• [EXERCISE DESCRIPTION]: In the passage on foreign direct investment, what minimum share of an existing UK company's equity or assets must a foreign investor acquire for the deal to count as an M&A project?

• [PASSAGE TO READ]:
FDI flows comprise of:
- acquisitions or disposals of equity capital (which includes mergers and acquisitions (M&As))
- reinvested earnings
- inter-company debt
FDI stock measures the total financial value of FDI in the UK at a point in time.
FDI stock has the following main components:
- foreign companies’ share capital and reserves
- net amount due to foreign parents on the inter-company account
- net amount due to foreign parents on the branch head-office account
It is a statistical measure that is directly linked with the FDI flow. The annual FDI flow contributes to the change in the inward FDI stock.
Investment promotion agencies, including DBT, are focused on and measure their operational performance based on the number of specific individual investment decisions - FDI projects.
2.4 Types of FDI projects
FDI can come in different forms depending on the characteristics of the investment project and the nature of actual engagement of the investor in the UK.
For the purposes of DBT definitions, FDI transactions take 3 main forms:
- new investments
- expansions on an existing investment
- M&As
New investment projects are a type of FDI where a foreign investor starts a new business by establishing a new entity. This could be setting up new offices, building, production or operational facilities in the UK. This type of investment directly contributes to capital formation through new capital expenditures, increases the output and generates employment and other benefits. New investments can be made by either an existing investor or a new investor.
Expansion investment projects are a type of FDI where an existing investor expands the production or operational facilities of an existing UK foreign direct enterprise with additional investments. Retention investment projects are a type of investment where a foreign investor agrees to make an additional investment in an existing foreign direct enterprise. The purpose is to prevent the enterprise from rationalisation or closure.
M&A projects are a type of FDI made by foreign investors to either merge with or acquire at least 10% of existing equity or assets of an existing UK company. A merger occurs when 2 or more companies agree to merge into a new single company rather than remain separated for creating business synergies. An acquisition is a transaction between 2 companies by which the acquiring company purchases the existing assets and liabilities of the target company. M&As are a common mechanism for entering a new market and are usually followed by new additional investments. Joint ventures are agreements between a foreign enterprise and an existing UK enterprise to invest in a joint project. These are usually short-term focused.
2.5 Freeports
The investments which underpin this publication have all landed in freeport tax or custom sites. These sites are designated and recognised in law as geographical areas where businesses can benefit from customs and tax reliefs to bring investment, trade and jobs to regenerate regions across the country that need it most. More information is available at Freeports in the UK and the geographical boundaries of the sites are detailed at Maps of Freeports, Freeport customs sites and Freeport tax sites.

• [DATASET EXCERPTS]:
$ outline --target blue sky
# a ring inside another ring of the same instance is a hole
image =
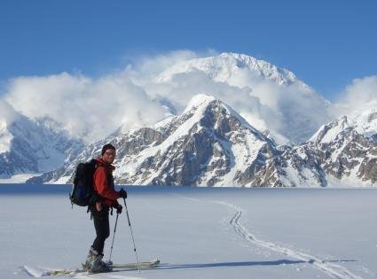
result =
[[[0,81],[95,77],[127,57],[215,50],[286,67],[332,99],[377,74],[376,14],[373,0],[2,0]]]

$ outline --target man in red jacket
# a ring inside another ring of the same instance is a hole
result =
[[[122,205],[117,199],[127,198],[127,192],[122,189],[120,191],[114,190],[113,171],[115,167],[112,164],[115,155],[115,147],[108,143],[102,148],[101,157],[96,159],[93,187],[99,199],[90,205],[96,229],[96,238],[84,264],[90,272],[106,272],[112,269],[111,266],[102,260],[105,241],[110,235],[109,210],[114,207],[117,213],[121,213]]]

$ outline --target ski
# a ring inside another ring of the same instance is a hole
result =
[[[137,263],[124,263],[124,264],[113,264],[113,270],[104,273],[111,272],[121,272],[128,270],[137,270],[137,269],[147,269],[152,267],[156,267],[160,264],[160,260],[155,259],[150,261],[142,261]],[[33,277],[43,277],[43,276],[62,276],[69,275],[75,276],[77,275],[90,275],[91,274],[84,268],[72,268],[72,269],[55,269],[55,270],[41,270],[40,268],[33,268],[27,266],[23,266],[21,267],[23,271]],[[39,270],[38,270],[39,269]]]

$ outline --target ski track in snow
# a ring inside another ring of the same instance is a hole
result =
[[[218,204],[218,205],[225,205],[227,207],[231,207],[232,209],[235,210],[236,213],[229,221],[229,224],[232,225],[232,227],[233,228],[237,235],[239,235],[242,239],[253,244],[270,249],[273,252],[283,253],[285,255],[297,259],[299,260],[305,261],[308,264],[310,264],[312,267],[321,270],[322,272],[325,272],[326,275],[337,279],[363,279],[363,277],[352,274],[350,271],[349,271],[346,267],[330,263],[328,261],[320,260],[312,255],[309,255],[307,253],[303,253],[299,251],[293,250],[291,248],[284,247],[279,244],[273,244],[271,242],[263,241],[263,240],[256,238],[252,233],[250,233],[247,230],[247,228],[245,228],[241,224],[240,219],[242,216],[242,209],[239,206],[236,206],[232,204],[224,202],[224,201],[201,200],[201,199],[184,197],[181,195],[177,195],[177,196],[178,196],[181,198],[192,200],[192,201],[209,202],[213,204]]]

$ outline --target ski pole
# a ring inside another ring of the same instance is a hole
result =
[[[140,266],[139,266],[139,261],[138,261],[138,257],[137,257],[137,252],[136,251],[134,234],[132,233],[132,227],[131,227],[131,222],[130,221],[129,210],[127,209],[127,204],[126,204],[126,198],[123,198],[123,201],[124,201],[124,207],[126,208],[127,219],[129,220],[130,230],[131,232],[132,243],[134,244],[134,251],[135,251],[135,255],[136,255],[136,260],[137,262],[137,269],[138,269],[138,273],[140,273]]]
[[[116,213],[115,225],[114,226],[113,242],[111,243],[110,257],[108,258],[109,263],[111,263],[111,255],[113,254],[114,239],[115,238],[116,224],[118,223],[118,217],[119,217],[119,213]]]

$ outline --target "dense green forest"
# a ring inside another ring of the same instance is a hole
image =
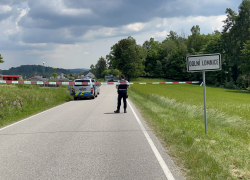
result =
[[[22,75],[23,77],[26,76],[26,78],[30,77],[34,73],[49,78],[52,76],[53,72],[54,68],[46,66],[43,67],[41,65],[21,65],[20,67],[12,67],[9,70],[2,70],[3,75]],[[62,68],[56,68],[56,72],[70,74],[70,71]]]
[[[176,80],[201,80],[202,73],[188,73],[186,56],[221,53],[222,70],[206,72],[208,84],[246,89],[250,84],[250,0],[243,0],[238,12],[226,9],[227,18],[221,32],[201,34],[199,25],[193,26],[191,35],[178,35],[170,31],[162,42],[154,38],[138,45],[129,36],[111,47],[110,53],[91,65],[92,72],[117,69],[129,79],[149,76]],[[106,61],[106,63],[103,63]]]

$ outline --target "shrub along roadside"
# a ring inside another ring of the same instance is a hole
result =
[[[70,101],[67,86],[0,85],[0,127]]]
[[[144,94],[133,87],[129,98],[170,155],[185,167],[187,179],[250,179],[250,127],[240,117],[208,109],[209,133],[205,135],[201,106]]]

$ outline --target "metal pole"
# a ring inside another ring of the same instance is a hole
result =
[[[205,71],[203,73],[203,96],[204,96],[204,119],[205,119],[205,134],[207,134],[207,107],[206,107],[206,82]]]

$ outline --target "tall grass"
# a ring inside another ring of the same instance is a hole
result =
[[[0,127],[71,99],[67,86],[0,85]]]
[[[246,108],[250,94],[209,87],[207,94],[205,135],[202,87],[132,85],[129,90],[130,99],[169,153],[185,167],[187,179],[250,179],[250,119]]]

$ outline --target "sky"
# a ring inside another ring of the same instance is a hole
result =
[[[0,0],[0,54],[7,70],[20,65],[90,68],[119,40],[163,41],[222,30],[226,8],[242,0]]]

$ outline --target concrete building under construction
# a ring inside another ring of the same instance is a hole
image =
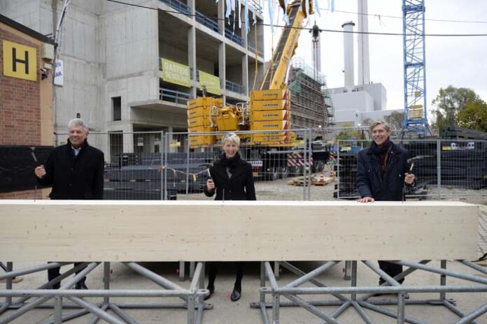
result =
[[[326,78],[306,65],[302,59],[292,59],[288,84],[291,92],[291,125],[293,128],[327,126],[333,116],[333,105],[326,89]]]

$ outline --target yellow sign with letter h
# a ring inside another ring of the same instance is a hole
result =
[[[37,81],[37,50],[3,40],[3,75]]]

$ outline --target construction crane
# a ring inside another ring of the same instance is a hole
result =
[[[403,137],[431,135],[426,105],[425,0],[402,0],[404,118]]]
[[[313,13],[313,6],[312,0],[309,6],[306,0],[286,2],[285,6],[280,0],[279,4],[288,15],[289,26],[281,35],[259,89],[250,91],[250,101],[224,105],[221,98],[204,96],[188,102],[188,131],[205,133],[190,136],[190,148],[215,144],[221,135],[208,135],[212,132],[251,131],[240,134],[240,138],[251,151],[247,160],[254,172],[275,174],[288,168],[287,153],[295,145],[295,135],[290,131],[290,101],[285,78],[303,22]]]

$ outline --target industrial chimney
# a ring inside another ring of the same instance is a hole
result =
[[[370,83],[369,64],[369,18],[367,0],[358,0],[358,80],[357,84]]]
[[[341,25],[344,29],[344,59],[345,88],[351,91],[353,89],[353,22],[346,22]]]

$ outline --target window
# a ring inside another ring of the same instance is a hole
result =
[[[122,97],[112,97],[113,121],[122,120]]]

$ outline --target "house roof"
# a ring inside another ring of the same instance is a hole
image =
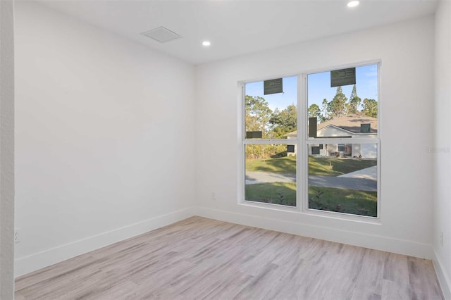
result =
[[[318,131],[328,126],[335,126],[352,133],[362,133],[360,132],[361,124],[370,124],[369,133],[377,133],[378,119],[367,115],[347,115],[340,118],[335,118],[328,121],[318,124]],[[297,130],[287,133],[286,137],[296,137]]]

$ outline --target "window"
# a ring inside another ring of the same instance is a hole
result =
[[[243,200],[378,218],[378,64],[307,74],[305,97],[298,76],[246,83]]]
[[[297,77],[247,83],[245,200],[296,206]]]
[[[307,75],[307,209],[378,216],[378,82],[377,64]]]

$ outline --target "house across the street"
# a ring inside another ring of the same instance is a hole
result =
[[[366,115],[347,115],[318,124],[318,141],[309,144],[309,155],[333,157],[376,158],[377,144],[326,144],[321,139],[327,137],[376,138],[378,119]],[[295,139],[297,131],[285,135],[287,139]],[[290,150],[291,149],[291,151]],[[288,156],[296,155],[296,146],[289,147]]]

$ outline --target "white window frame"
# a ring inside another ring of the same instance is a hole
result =
[[[314,137],[307,137],[307,111],[308,111],[308,98],[307,98],[307,75],[309,74],[314,74],[318,73],[328,72],[333,70],[338,70],[342,68],[358,68],[363,67],[365,65],[376,65],[378,68],[378,133],[377,136],[375,137],[371,138],[321,138],[315,139]],[[366,62],[356,63],[350,63],[347,65],[342,65],[340,66],[322,68],[314,70],[308,72],[304,72],[300,76],[302,77],[302,80],[300,85],[299,86],[299,95],[300,101],[302,102],[301,105],[299,105],[300,111],[298,110],[298,113],[300,113],[301,118],[297,118],[298,122],[300,124],[298,124],[298,132],[302,132],[302,138],[299,139],[299,142],[302,146],[299,148],[302,148],[304,150],[304,155],[302,157],[299,157],[298,160],[298,163],[300,163],[300,170],[302,174],[304,174],[304,176],[302,176],[302,179],[298,179],[302,180],[302,185],[299,182],[297,187],[302,187],[302,190],[299,191],[302,192],[302,195],[300,196],[302,199],[302,212],[308,215],[320,215],[320,216],[331,216],[335,218],[338,218],[340,219],[348,219],[348,220],[369,220],[370,223],[373,221],[376,221],[376,223],[380,223],[381,220],[381,68],[382,63],[380,60],[377,61],[370,61]],[[302,119],[302,120],[301,120]],[[299,128],[300,127],[300,128]],[[299,135],[298,139],[299,139]],[[302,142],[301,142],[302,141]],[[377,144],[377,216],[371,217],[369,215],[354,215],[350,213],[340,213],[336,211],[321,211],[309,208],[309,150],[308,146],[309,144],[318,144],[319,142],[322,144],[350,144],[350,142],[352,141],[351,144]],[[307,154],[307,155],[305,155]]]
[[[300,183],[299,180],[299,175],[300,174],[299,169],[299,158],[298,153],[296,153],[296,205],[295,206],[285,206],[282,204],[275,204],[271,203],[264,203],[264,202],[257,202],[249,200],[246,200],[246,153],[245,153],[245,147],[247,144],[285,144],[285,145],[295,145],[297,151],[299,149],[299,136],[296,137],[295,139],[246,139],[245,136],[245,97],[246,96],[245,92],[245,85],[247,83],[257,82],[259,81],[264,81],[266,80],[270,80],[273,78],[285,78],[289,77],[297,77],[297,101],[296,104],[296,108],[297,110],[297,130],[299,130],[299,74],[295,75],[288,75],[283,76],[272,76],[271,77],[264,78],[259,80],[249,80],[249,81],[243,81],[239,83],[240,92],[239,92],[239,99],[240,101],[240,106],[239,113],[241,115],[241,122],[240,126],[239,126],[240,130],[240,143],[239,143],[239,151],[240,158],[239,161],[239,168],[241,171],[240,172],[240,175],[238,176],[238,204],[249,206],[257,206],[261,208],[266,208],[276,210],[281,210],[281,211],[300,211],[302,205],[302,201],[299,199],[299,189],[298,187],[298,185]],[[298,131],[299,132],[299,131]]]
[[[330,138],[318,139],[308,138],[307,137],[307,75],[309,74],[321,72],[328,72],[332,70],[338,70],[347,68],[358,68],[369,65],[377,65],[378,67],[378,135],[375,138]],[[340,220],[354,220],[368,223],[380,224],[381,220],[381,137],[382,136],[382,126],[381,123],[381,70],[382,63],[381,60],[367,61],[359,63],[349,63],[345,65],[335,65],[328,68],[314,69],[304,72],[299,72],[297,74],[290,74],[285,75],[275,75],[271,77],[266,77],[259,80],[246,80],[238,82],[237,99],[240,105],[238,106],[238,115],[240,115],[240,124],[238,125],[238,176],[237,176],[237,204],[238,205],[259,207],[261,208],[270,209],[273,211],[297,212],[301,214],[318,216],[321,218],[333,218]],[[245,132],[245,87],[247,83],[255,82],[270,80],[272,78],[280,78],[286,77],[297,77],[297,135],[296,139],[246,139]],[[356,144],[377,144],[377,216],[371,217],[367,215],[359,215],[339,213],[328,211],[320,211],[309,208],[309,175],[308,175],[308,159],[309,159],[309,144],[349,144],[350,141]],[[289,141],[289,142],[288,142]],[[295,144],[296,145],[296,206],[288,206],[280,204],[261,203],[245,200],[245,146],[246,144]],[[307,155],[306,155],[307,154]]]

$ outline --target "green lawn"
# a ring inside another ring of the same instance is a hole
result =
[[[309,208],[377,216],[377,192],[309,187]]]
[[[376,159],[309,156],[309,175],[338,176],[376,165]]]
[[[246,200],[295,206],[296,184],[274,182],[247,185]]]
[[[376,160],[309,156],[309,175],[338,176],[372,167],[376,164]],[[278,158],[247,160],[246,170],[296,174],[296,157],[285,156]]]
[[[377,216],[377,192],[310,187],[309,208],[360,215]],[[246,200],[296,206],[295,183],[246,185]]]
[[[246,170],[278,174],[296,174],[296,157],[285,156],[278,158],[247,160]]]

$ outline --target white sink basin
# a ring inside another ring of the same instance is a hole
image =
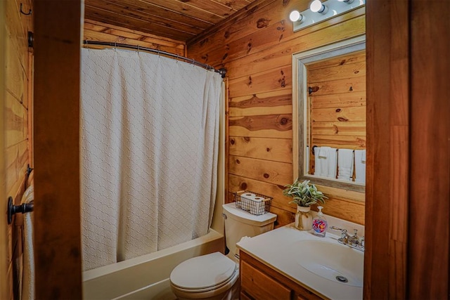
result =
[[[364,255],[348,246],[317,240],[295,242],[291,257],[302,267],[323,278],[362,287]]]

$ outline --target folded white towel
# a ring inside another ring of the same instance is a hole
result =
[[[338,155],[336,148],[330,148],[328,150],[328,170],[326,177],[329,177],[330,178],[336,178],[336,171],[338,169]]]
[[[314,153],[316,153],[314,157],[314,175],[335,178],[338,163],[336,148],[316,147]]]
[[[319,152],[321,150],[320,147],[315,147],[314,148],[314,175],[316,176],[321,176],[322,169],[322,159],[319,158]]]
[[[30,203],[34,199],[34,190],[30,185],[25,190],[21,203]],[[33,253],[32,212],[23,215],[23,278],[22,280],[22,299],[34,299],[34,255]]]
[[[364,159],[364,160],[363,160]],[[355,182],[366,182],[366,150],[354,150],[354,174]]]
[[[353,175],[353,150],[339,149],[338,150],[338,179],[351,181]]]

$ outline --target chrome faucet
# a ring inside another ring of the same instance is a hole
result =
[[[341,235],[340,237],[338,239],[338,242],[363,252],[364,252],[364,237],[360,238],[358,236],[357,229],[354,229],[353,235],[350,235],[348,234],[347,229],[338,228],[336,226],[330,226],[330,228],[333,230],[340,230]]]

• [SOLUTION TO THIS EXERCISE]: At least 10%.